Problem to solve: Set down the data below without change, skipping the pictures it holds.

═════ Records provided

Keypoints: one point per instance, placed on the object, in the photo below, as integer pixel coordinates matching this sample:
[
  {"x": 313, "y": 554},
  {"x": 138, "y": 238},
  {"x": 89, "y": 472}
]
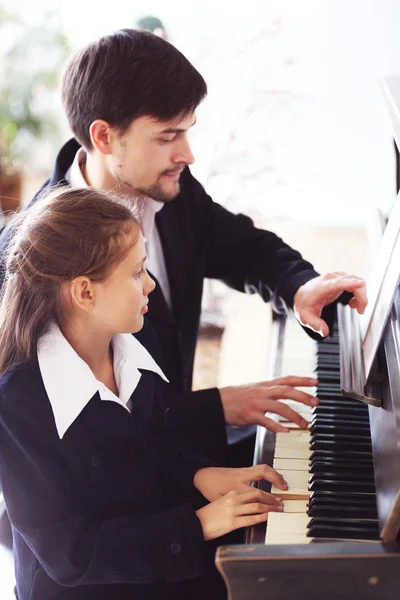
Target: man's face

══════════

Output below:
Keypoints: one point per instance, placed on the object, in the photo below, as integer pixel coordinates matching this sample:
[
  {"x": 313, "y": 554},
  {"x": 138, "y": 238},
  {"x": 89, "y": 472}
]
Target: man's face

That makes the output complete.